[Exercise instructions]:
Rewrite the part that opens with the line containing "Drop one dot on each instance of the earring" and closes at the end of the rows, changing "earring" to "bracelet" and keeping everything else the same. Omit the pictures from your answer.

[Records for this exercise]:
⟨
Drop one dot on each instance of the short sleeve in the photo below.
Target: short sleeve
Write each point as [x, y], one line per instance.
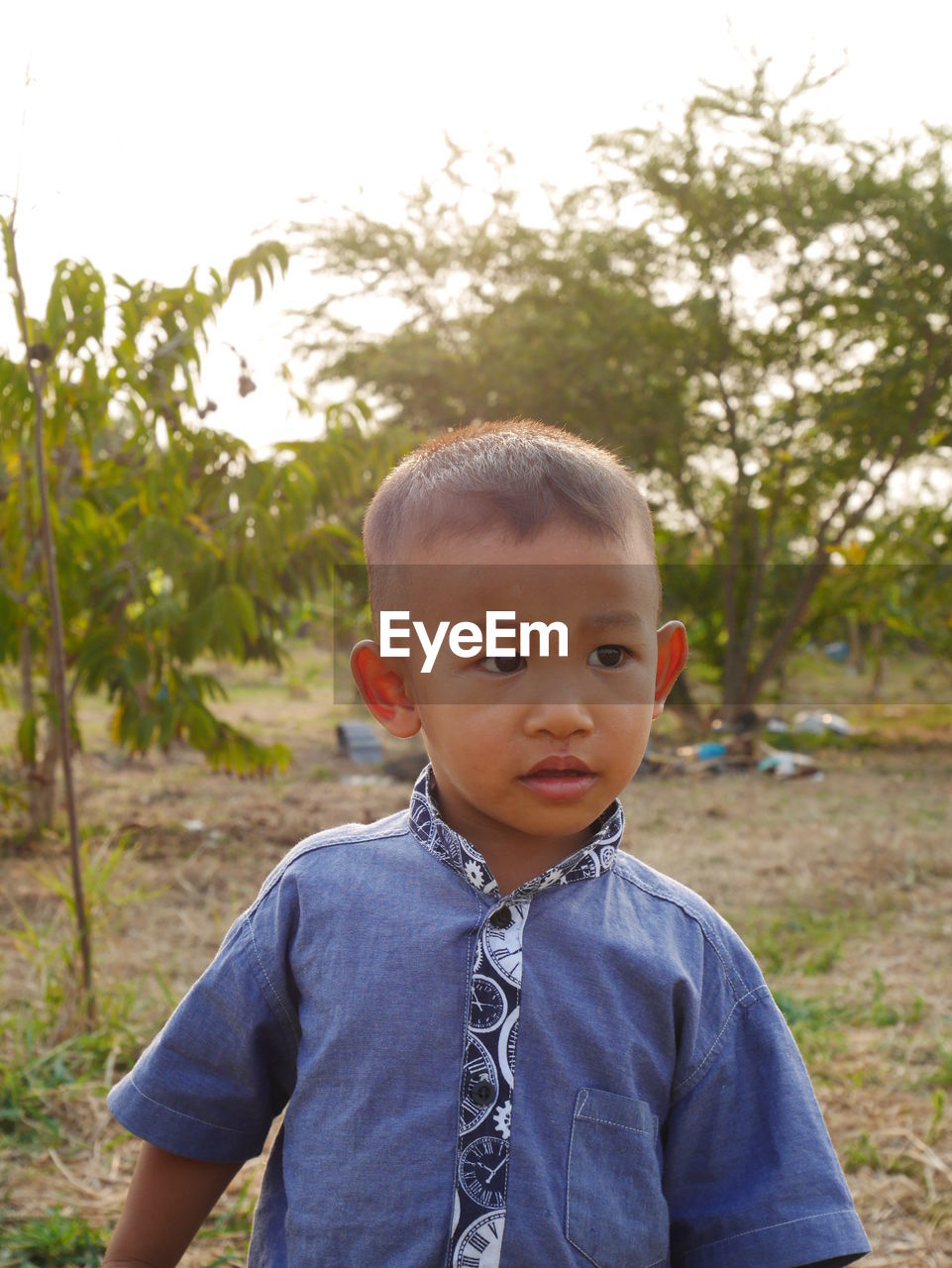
[751, 1176]
[222, 1068]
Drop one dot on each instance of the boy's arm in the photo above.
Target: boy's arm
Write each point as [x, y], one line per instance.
[168, 1199]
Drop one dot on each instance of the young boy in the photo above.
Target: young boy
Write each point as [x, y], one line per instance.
[498, 1041]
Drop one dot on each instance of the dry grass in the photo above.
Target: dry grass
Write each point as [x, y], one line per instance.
[842, 887]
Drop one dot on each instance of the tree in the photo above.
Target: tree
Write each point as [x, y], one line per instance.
[753, 309]
[173, 540]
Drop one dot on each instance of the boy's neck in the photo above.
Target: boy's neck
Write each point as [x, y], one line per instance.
[515, 861]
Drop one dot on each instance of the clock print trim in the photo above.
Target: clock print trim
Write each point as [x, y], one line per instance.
[476, 1068]
[480, 1245]
[503, 947]
[492, 1019]
[481, 1171]
[487, 1004]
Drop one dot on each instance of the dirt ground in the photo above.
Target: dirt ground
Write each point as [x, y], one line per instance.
[843, 888]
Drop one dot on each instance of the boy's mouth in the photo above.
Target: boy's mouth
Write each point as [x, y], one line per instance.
[559, 778]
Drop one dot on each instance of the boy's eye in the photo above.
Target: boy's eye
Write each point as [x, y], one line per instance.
[610, 656]
[502, 664]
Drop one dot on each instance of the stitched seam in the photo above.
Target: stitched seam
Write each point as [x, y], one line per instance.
[191, 1117]
[610, 1122]
[708, 935]
[270, 984]
[765, 1227]
[311, 843]
[712, 1049]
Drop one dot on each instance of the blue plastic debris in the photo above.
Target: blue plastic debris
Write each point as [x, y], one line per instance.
[359, 742]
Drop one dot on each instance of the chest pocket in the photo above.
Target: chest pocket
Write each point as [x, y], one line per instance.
[615, 1210]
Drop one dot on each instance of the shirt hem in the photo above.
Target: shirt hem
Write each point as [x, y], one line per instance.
[179, 1132]
[810, 1239]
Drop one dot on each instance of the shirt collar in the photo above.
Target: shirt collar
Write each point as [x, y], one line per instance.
[594, 857]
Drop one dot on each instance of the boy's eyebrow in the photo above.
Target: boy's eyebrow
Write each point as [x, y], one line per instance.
[617, 616]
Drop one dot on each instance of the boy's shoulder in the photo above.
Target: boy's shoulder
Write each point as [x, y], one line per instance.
[393, 827]
[688, 918]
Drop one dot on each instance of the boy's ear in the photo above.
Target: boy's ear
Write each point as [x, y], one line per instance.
[383, 689]
[672, 658]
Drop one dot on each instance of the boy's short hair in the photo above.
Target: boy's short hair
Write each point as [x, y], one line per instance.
[519, 476]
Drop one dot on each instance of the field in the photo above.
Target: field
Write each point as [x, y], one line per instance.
[841, 886]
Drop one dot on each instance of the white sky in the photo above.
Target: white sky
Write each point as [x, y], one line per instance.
[163, 136]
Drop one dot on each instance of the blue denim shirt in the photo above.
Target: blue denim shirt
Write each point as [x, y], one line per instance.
[661, 1112]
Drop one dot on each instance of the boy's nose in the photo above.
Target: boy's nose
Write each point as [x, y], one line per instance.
[559, 718]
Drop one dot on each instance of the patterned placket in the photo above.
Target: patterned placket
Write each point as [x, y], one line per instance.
[495, 983]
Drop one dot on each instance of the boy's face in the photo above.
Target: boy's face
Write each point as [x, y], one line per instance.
[529, 751]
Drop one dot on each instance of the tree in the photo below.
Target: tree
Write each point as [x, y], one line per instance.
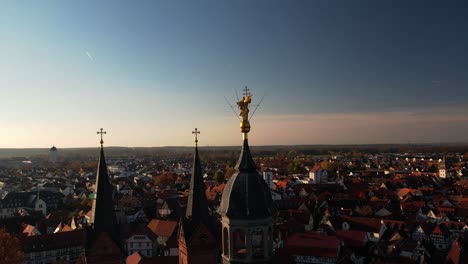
[219, 176]
[166, 178]
[229, 172]
[10, 249]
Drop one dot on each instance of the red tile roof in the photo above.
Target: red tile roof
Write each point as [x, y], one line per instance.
[313, 244]
[133, 259]
[352, 238]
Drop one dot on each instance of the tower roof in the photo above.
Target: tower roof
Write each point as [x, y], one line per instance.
[197, 213]
[103, 215]
[246, 195]
[197, 205]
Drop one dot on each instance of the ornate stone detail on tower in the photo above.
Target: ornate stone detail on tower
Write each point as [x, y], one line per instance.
[246, 206]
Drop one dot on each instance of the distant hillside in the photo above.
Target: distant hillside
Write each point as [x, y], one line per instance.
[258, 150]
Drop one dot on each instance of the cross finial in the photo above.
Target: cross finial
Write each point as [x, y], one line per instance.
[196, 132]
[246, 91]
[102, 132]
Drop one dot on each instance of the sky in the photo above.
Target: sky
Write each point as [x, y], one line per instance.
[149, 72]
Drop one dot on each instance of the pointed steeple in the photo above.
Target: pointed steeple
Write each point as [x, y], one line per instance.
[197, 205]
[103, 215]
[246, 162]
[197, 243]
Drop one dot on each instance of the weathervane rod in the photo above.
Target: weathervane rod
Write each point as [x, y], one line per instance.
[256, 107]
[102, 132]
[232, 108]
[196, 132]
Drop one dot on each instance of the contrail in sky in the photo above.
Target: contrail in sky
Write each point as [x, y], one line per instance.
[89, 56]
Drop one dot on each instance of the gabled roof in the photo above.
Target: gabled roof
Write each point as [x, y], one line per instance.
[162, 228]
[135, 258]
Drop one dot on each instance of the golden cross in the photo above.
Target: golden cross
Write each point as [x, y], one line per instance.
[246, 91]
[196, 132]
[102, 132]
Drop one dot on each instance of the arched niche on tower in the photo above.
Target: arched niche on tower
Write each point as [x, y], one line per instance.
[258, 243]
[269, 240]
[239, 241]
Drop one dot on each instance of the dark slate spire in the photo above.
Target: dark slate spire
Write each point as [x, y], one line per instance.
[103, 205]
[246, 195]
[197, 205]
[245, 162]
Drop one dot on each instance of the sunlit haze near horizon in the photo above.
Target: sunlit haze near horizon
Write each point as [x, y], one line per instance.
[149, 72]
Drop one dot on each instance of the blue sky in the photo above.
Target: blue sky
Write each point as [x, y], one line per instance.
[332, 72]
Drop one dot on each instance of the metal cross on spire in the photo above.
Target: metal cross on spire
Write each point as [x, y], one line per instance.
[196, 132]
[102, 132]
[246, 91]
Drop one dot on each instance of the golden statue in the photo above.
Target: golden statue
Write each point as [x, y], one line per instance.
[244, 107]
[244, 112]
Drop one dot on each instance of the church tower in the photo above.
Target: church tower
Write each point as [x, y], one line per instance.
[103, 239]
[103, 215]
[246, 206]
[197, 234]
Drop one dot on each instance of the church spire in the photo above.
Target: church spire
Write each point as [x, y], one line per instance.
[246, 205]
[103, 215]
[197, 205]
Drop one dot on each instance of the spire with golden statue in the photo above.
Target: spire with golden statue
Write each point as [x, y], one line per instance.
[244, 111]
[246, 205]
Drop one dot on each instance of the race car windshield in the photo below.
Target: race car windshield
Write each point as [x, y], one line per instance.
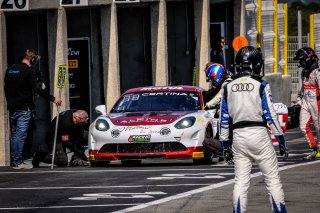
[158, 101]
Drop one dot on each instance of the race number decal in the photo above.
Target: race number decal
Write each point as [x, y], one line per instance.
[72, 3]
[14, 5]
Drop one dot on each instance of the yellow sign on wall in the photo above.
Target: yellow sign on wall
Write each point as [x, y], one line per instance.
[73, 63]
[61, 77]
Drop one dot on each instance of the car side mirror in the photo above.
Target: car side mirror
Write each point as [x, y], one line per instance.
[101, 109]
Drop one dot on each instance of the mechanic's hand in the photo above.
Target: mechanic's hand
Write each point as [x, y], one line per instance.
[57, 101]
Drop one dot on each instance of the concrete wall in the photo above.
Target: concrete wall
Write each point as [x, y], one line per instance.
[4, 122]
[202, 31]
[158, 15]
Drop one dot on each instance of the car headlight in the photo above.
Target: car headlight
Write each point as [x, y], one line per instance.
[102, 125]
[185, 123]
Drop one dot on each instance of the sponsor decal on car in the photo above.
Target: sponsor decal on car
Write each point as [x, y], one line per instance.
[163, 93]
[115, 133]
[139, 138]
[201, 121]
[148, 120]
[161, 88]
[165, 131]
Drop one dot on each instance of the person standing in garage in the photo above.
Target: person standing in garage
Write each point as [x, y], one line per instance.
[20, 86]
[247, 106]
[309, 97]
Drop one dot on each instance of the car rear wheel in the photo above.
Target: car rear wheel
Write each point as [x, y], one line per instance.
[100, 163]
[209, 156]
[131, 162]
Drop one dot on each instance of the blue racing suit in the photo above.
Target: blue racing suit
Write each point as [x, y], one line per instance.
[247, 107]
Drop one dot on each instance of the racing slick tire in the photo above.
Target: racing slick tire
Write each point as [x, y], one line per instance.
[100, 163]
[209, 154]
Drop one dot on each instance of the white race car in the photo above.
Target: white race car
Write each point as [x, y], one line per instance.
[154, 122]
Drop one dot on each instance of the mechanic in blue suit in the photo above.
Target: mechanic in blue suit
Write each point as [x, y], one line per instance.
[20, 87]
[247, 106]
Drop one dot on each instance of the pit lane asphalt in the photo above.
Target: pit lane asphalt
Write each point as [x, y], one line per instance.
[156, 186]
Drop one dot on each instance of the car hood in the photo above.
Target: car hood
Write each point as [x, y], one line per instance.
[145, 118]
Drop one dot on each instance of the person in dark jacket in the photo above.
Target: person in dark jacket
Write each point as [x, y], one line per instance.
[216, 55]
[71, 134]
[20, 86]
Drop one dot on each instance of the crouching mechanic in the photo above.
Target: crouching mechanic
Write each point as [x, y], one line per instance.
[309, 97]
[70, 134]
[247, 105]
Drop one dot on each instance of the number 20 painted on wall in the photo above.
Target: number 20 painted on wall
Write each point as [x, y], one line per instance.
[14, 4]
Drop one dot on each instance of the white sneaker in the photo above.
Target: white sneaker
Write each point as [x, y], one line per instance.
[23, 166]
[312, 155]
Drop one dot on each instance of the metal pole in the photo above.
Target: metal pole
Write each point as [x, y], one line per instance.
[55, 132]
[299, 29]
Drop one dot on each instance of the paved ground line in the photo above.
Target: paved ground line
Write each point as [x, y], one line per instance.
[199, 190]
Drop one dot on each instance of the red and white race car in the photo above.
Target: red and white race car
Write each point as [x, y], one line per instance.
[153, 122]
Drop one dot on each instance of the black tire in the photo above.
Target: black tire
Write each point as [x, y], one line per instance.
[100, 163]
[131, 162]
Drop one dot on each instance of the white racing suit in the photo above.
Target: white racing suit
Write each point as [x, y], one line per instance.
[310, 105]
[246, 105]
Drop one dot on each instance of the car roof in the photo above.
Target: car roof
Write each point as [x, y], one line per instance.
[184, 88]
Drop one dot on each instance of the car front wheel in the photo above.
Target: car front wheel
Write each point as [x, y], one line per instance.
[100, 163]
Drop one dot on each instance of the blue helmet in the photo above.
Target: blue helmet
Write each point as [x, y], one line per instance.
[215, 73]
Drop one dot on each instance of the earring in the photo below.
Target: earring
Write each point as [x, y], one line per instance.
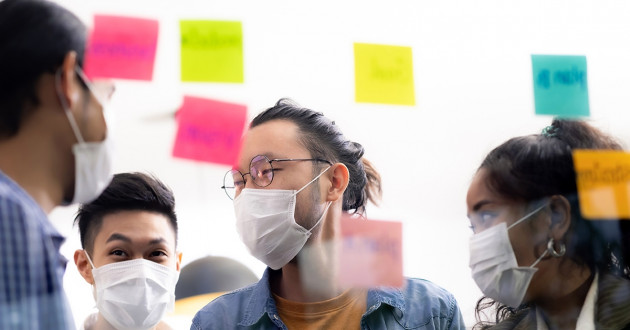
⟩
[Answer to this exercise]:
Drop one dot on each instance of the bracelet in the photo below.
Target: bracelet
Write each point as [x, y], one line per instance.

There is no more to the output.